## DOCUMENT EXTRACT
East Suffolk Council has stood by the scheme, saying it offers a balanced environment for visitors and wildlife, adding grass in cemeteries is cut near main paths to allow access to regularly attended graves.

After launching in 2020, the scheme has allowed a conservation-based approach to cutting which promotes biodiversity.

Town and parish councils are encouraged to contact East Suffolk Council to highlight any additional areas which could benefit from a possible change in how they are managed, with residents able to pass suggestions onto their town or parish councils.

The council are also encouraging people to share photos of their local wildlife spaces on social media with the #PardonTheWeeds hashtag.

St Michael's Church, Beccles.

St Michael's Church, Beccles. - Credit: Nick Butcher

Where are the wild spaces?

Four open spaces in Beccles will be dedicated as wild spaces, including at Highleas Close, Puddingmoor Slopes, St Mary Paddock, and The Dell, as well as at St Michael's Churchyard.

Land at Annis Hill, Beccles Road, and Elizabeth Bonholte Close are included in Bungay, as well as the town's cemetery and churchyards at Trinity and St Marys.

## DATA ENTRIES
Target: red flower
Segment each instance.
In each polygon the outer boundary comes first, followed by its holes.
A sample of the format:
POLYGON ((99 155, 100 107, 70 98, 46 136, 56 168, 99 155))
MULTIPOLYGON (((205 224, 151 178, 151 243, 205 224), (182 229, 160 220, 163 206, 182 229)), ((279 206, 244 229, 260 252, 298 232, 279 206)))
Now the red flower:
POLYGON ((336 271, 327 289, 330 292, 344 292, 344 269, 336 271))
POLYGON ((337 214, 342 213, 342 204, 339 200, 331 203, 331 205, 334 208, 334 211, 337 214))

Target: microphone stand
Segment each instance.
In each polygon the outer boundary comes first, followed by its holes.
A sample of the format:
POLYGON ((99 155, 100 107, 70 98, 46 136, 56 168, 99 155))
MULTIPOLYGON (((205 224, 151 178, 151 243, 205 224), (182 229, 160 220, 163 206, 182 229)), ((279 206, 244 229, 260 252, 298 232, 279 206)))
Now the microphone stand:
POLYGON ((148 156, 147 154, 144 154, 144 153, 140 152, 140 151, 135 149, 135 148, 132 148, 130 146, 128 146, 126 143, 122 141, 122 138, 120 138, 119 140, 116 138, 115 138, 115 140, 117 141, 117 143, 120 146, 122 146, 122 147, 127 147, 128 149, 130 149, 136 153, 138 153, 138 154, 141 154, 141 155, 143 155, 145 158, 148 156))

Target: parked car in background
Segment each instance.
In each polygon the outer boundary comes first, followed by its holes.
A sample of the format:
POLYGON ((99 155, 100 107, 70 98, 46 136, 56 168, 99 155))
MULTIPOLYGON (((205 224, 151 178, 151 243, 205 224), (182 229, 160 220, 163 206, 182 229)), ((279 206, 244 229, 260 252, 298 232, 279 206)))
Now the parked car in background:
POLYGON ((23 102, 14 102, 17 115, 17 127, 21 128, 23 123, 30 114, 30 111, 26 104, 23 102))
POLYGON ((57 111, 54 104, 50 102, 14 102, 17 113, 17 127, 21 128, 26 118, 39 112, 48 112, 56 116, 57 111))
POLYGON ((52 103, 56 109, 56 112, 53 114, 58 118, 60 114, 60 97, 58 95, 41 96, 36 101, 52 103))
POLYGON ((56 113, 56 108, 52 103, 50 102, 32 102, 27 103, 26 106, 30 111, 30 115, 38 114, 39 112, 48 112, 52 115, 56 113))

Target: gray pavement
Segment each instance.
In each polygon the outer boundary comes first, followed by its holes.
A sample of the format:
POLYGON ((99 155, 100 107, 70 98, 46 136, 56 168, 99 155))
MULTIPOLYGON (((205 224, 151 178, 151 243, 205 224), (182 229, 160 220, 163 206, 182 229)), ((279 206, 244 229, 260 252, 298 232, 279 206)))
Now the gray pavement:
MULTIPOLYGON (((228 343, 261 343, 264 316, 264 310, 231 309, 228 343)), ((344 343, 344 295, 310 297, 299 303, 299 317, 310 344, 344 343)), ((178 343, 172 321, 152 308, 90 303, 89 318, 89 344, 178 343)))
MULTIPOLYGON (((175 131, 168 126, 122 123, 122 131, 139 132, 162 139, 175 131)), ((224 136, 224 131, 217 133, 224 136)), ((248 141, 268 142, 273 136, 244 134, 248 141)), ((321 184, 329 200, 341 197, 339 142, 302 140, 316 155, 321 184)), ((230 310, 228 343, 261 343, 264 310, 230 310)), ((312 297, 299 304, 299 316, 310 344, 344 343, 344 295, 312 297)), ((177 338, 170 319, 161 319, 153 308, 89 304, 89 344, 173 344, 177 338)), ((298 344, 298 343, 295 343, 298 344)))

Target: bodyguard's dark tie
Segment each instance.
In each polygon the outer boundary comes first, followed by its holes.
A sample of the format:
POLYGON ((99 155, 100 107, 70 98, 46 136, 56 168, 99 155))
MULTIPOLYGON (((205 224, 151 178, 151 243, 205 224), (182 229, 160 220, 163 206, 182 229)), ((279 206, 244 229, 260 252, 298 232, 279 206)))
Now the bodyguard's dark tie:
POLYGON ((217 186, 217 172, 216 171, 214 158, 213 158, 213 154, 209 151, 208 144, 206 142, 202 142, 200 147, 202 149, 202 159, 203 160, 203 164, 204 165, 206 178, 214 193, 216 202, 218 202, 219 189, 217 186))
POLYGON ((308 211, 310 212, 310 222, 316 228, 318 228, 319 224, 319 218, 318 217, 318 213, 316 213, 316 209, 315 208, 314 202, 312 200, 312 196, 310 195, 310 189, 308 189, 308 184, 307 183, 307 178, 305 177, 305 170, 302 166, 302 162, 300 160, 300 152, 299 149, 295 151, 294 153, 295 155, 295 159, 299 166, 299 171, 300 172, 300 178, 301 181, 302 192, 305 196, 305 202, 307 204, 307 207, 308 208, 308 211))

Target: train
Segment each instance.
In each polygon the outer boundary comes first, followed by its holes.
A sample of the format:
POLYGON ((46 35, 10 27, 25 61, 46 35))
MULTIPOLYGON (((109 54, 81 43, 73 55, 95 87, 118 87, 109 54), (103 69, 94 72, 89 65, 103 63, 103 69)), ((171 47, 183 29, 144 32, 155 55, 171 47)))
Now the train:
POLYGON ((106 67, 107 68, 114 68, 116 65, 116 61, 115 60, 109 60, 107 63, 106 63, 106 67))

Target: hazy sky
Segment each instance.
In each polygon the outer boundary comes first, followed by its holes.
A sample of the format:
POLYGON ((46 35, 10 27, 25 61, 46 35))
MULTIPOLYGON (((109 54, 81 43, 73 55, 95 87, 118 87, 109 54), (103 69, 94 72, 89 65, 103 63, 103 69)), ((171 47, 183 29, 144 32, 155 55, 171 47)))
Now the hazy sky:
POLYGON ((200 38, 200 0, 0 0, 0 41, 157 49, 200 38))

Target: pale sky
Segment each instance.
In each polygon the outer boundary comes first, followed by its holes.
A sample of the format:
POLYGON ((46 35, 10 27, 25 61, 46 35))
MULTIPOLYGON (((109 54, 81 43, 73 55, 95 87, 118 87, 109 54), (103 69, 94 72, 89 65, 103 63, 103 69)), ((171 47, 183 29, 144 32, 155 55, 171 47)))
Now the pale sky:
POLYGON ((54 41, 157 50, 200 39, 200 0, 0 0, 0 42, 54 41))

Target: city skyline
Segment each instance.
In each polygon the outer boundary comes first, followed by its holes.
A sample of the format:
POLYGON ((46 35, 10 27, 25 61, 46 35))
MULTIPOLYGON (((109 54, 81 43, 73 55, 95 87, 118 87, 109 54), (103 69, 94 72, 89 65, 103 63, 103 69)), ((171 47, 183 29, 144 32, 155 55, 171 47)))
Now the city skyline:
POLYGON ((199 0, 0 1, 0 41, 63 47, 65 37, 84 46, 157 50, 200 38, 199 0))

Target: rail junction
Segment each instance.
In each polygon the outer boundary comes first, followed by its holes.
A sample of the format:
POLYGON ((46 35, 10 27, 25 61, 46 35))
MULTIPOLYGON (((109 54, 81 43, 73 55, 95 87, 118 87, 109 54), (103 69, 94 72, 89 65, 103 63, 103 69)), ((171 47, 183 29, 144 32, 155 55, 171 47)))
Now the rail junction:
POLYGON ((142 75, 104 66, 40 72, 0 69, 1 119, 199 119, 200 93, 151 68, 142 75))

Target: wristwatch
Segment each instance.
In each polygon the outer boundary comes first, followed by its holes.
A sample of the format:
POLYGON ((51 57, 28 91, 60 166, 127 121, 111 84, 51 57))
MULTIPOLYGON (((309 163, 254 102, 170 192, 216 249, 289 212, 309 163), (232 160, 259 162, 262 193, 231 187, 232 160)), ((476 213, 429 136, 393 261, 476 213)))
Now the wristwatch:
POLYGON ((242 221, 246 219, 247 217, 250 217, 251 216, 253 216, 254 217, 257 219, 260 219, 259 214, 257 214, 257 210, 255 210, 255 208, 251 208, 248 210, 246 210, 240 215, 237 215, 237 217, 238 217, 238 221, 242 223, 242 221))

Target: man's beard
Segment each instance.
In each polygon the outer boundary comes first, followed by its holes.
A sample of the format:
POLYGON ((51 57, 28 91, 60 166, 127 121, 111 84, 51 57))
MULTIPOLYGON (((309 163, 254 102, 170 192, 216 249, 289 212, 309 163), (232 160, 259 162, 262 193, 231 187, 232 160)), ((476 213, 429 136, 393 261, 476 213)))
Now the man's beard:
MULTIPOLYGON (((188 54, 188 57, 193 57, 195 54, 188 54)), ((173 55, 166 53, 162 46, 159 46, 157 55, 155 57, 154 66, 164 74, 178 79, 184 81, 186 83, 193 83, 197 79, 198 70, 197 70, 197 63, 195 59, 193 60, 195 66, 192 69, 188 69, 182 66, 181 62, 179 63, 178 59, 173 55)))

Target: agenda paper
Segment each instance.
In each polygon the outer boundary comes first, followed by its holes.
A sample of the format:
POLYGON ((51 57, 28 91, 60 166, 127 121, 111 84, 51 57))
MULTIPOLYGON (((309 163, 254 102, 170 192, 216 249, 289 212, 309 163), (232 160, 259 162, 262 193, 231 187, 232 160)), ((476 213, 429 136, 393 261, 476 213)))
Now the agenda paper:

## SHORT TASK 1
Decide whether each statement below agrees with the article on East Suffolk's wild spaces above: (a) the scheme began in 2020; (b) residents are to send their suggestions straight to East Suffolk Council; (c) the cemetery in Bungay is among the areas included. Answer yes or no for each, quoting the words from the article that settle it.
## SHORT TASK 2
Write the next part of the article on East Suffolk's wild spaces, picking up after its final sentence.

## RESULT 1
(a) Yes: "After launching in 2020, the scheme has allowed a conservation-based approach to cutting which promotes biodiversity."
(b) No: "with residents able to pass suggestions onto their town or parish councils."
(c) Yes: "as well as the town's cemetery and churchyards at Trinity and St Marys."

## RESULT 2
Four sections of highway feature in Lowestoft, including Bloodmoor Road, Millennium Way, Peto Way Banks, and the roundabout connecting Normanston Drive and Peto Way.

Churchyards in Lowestoft include St Margarets and St Peter and St John, as well as Lowestoft and Kirkley cemeteries, and the seafront slopes are also included.

In Halesworth, St Mary's Churchyard and Halesworth Cemetery also feature, as well as Carlton Park, in Carlton Colville, and the church green and St Edmunds churchyard in Southwold.

Pepys Avenue and Werels Loke in Worlingham and Wrentham old and new cemeteries and St Nicholas churchyard are also dedicated wild spaces.